* start Working data *
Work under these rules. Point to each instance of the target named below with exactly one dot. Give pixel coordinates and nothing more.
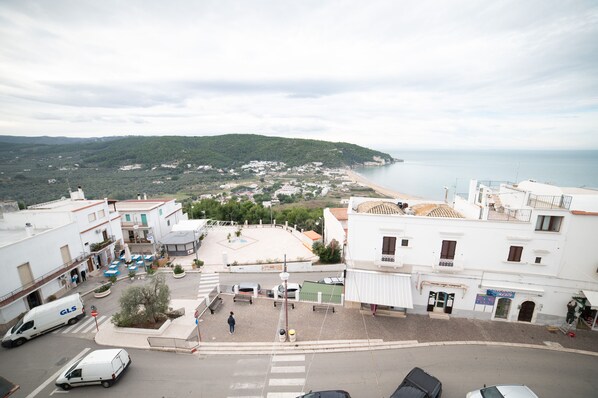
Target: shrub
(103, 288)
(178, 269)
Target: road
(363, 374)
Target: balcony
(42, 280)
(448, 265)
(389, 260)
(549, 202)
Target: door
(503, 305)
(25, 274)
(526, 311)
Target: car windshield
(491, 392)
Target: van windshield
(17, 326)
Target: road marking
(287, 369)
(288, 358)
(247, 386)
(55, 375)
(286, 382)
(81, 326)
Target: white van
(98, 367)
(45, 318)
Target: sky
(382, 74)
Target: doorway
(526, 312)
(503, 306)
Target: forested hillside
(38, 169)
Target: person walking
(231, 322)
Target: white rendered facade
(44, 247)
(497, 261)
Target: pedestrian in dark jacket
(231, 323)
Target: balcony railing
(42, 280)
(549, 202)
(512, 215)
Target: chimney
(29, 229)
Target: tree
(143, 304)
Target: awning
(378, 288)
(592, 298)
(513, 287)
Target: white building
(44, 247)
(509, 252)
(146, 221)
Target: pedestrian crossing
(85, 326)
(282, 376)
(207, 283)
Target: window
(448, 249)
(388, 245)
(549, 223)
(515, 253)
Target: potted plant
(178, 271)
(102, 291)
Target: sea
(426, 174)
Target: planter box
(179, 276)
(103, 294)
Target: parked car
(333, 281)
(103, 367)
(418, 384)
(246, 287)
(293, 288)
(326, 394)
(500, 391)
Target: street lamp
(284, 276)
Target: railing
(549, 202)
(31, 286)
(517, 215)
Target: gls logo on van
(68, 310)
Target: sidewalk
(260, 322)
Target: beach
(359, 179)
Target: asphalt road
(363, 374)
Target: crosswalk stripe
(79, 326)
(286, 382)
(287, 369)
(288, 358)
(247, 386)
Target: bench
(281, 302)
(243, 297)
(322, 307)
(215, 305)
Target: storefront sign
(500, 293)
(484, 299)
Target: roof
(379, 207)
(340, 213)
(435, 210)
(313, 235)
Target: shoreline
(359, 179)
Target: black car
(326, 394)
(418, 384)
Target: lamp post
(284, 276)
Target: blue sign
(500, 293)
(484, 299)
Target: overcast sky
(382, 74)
* end Working data *
* start Working data *
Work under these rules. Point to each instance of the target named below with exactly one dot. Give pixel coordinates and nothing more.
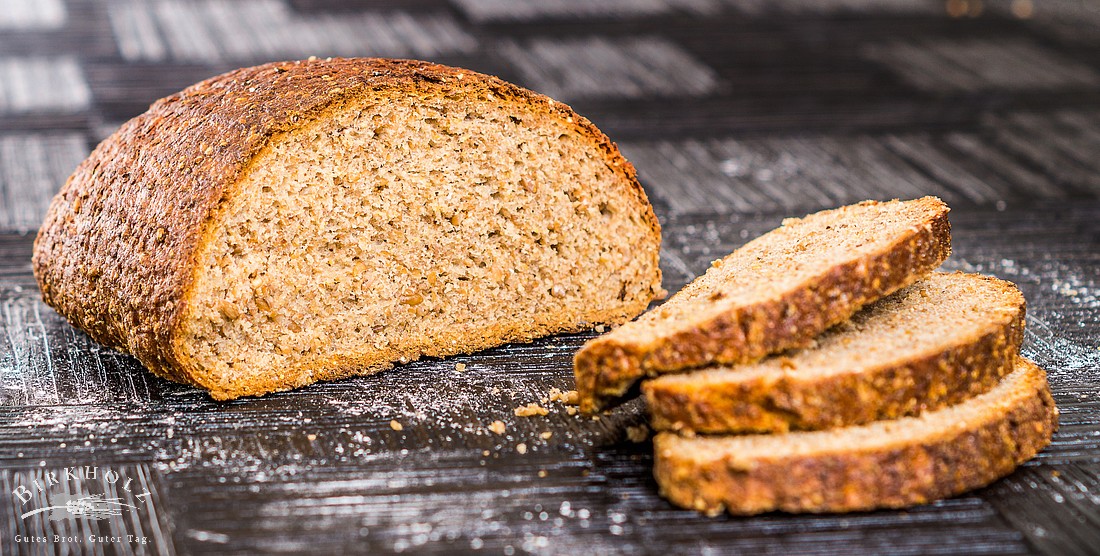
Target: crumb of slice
* end Working data *
* start Working data *
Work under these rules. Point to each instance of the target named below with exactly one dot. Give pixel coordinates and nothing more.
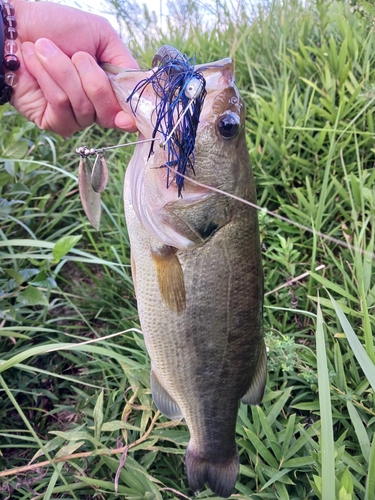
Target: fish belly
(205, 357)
* end Working data *
Request
Gather and copy out every line above that contains the string "balcony". Case counts.

The result
Target: balcony
Target: balcony railing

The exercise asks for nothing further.